• [What is being asked]: Rewrite the listing below with each "Pinpoint" changed to "Locate" and everything else kept the same. Leave the picture out.

Data listing
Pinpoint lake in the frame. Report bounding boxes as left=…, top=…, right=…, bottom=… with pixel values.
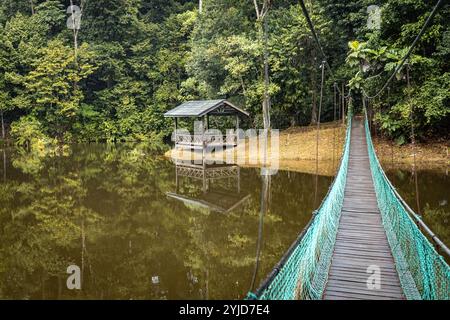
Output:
left=0, top=144, right=450, bottom=299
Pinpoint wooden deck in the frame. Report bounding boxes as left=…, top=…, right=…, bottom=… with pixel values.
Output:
left=323, top=119, right=405, bottom=300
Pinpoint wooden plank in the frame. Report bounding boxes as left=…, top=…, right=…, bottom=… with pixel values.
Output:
left=323, top=120, right=404, bottom=300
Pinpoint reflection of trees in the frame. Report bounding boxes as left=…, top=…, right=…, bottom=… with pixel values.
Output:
left=387, top=168, right=450, bottom=246
left=0, top=145, right=336, bottom=299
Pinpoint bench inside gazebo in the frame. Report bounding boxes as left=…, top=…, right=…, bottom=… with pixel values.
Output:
left=164, top=100, right=249, bottom=149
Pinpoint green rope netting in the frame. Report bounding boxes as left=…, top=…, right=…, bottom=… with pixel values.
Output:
left=365, top=110, right=450, bottom=300
left=248, top=112, right=352, bottom=300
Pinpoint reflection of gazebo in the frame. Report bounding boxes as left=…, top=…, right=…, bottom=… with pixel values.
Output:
left=166, top=165, right=250, bottom=213
left=164, top=100, right=249, bottom=149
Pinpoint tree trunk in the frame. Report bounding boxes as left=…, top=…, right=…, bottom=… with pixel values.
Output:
left=263, top=16, right=270, bottom=130
left=311, top=50, right=317, bottom=124
left=0, top=110, right=6, bottom=140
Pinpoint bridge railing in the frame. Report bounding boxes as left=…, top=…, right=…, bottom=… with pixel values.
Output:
left=365, top=112, right=450, bottom=300
left=247, top=110, right=352, bottom=300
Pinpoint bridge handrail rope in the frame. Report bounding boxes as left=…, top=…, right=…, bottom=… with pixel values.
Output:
left=362, top=0, right=443, bottom=99
left=247, top=108, right=352, bottom=300
left=364, top=109, right=450, bottom=300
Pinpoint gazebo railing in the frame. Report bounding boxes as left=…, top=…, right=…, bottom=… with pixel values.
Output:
left=172, top=133, right=238, bottom=146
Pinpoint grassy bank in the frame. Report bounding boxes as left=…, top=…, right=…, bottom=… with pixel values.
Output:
left=166, top=123, right=450, bottom=176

• [Final result]:
Locate lake in the frame. Report bounding boxes as left=…, top=…, right=…, bottom=… with pixel values.
Output:
left=0, top=144, right=450, bottom=299
Locate wooden deck in the frame. Report bounding boxes as left=…, top=…, right=…, bottom=… with pixel values.
Output:
left=323, top=119, right=405, bottom=300
Locate wooden plank in the frame. Report bounding boxes as left=…, top=…, right=…, bottom=… with pixel values.
Output:
left=323, top=120, right=404, bottom=300
Locate reflection of trees in the frame. Report bounding boxes as left=…, top=…, right=…, bottom=… with pixel values.
Output:
left=387, top=168, right=450, bottom=246
left=0, top=145, right=336, bottom=299
Locate bench inside gazebo in the frame. Report bounding boxes as left=…, top=…, right=…, bottom=… with pixel values.
Output:
left=164, top=100, right=249, bottom=149
Locate green rope netting in the frame. Report bounding boxes as left=…, top=…, right=…, bottom=… with pixel values.
Output:
left=365, top=110, right=450, bottom=300
left=248, top=112, right=352, bottom=300
Locate reflection of gazebo in the frame. Report bounding boxes as left=…, top=…, right=…, bottom=… with pixel values.
Output:
left=166, top=165, right=250, bottom=213
left=164, top=100, right=249, bottom=149
Locate tree trunk in the frame. Report bounding boxes as left=…, top=…, right=…, bottom=… with pixel values.
Output:
left=263, top=16, right=270, bottom=130
left=311, top=50, right=317, bottom=124
left=0, top=110, right=6, bottom=140
Locate bridge railing in the frame. Report bounding boxes as left=…, top=…, right=…, bottom=… with pixel values.
Output:
left=365, top=112, right=450, bottom=300
left=247, top=110, right=352, bottom=300
Locate bridge handrail rope in the frame. Report bounding boxes as left=…, top=…, right=…, bottom=… with pixel values.
Output:
left=362, top=0, right=443, bottom=99
left=247, top=108, right=352, bottom=300
left=364, top=109, right=450, bottom=300
Locate gazebo railing in the frame. Report bounding boxes as left=…, top=…, right=…, bottom=… with pixel values.
Output:
left=172, top=133, right=238, bottom=146
Locate grassy bank in the frame. Report bounding boxes as left=…, top=…, right=…, bottom=… with pixel values.
Output:
left=166, top=123, right=450, bottom=176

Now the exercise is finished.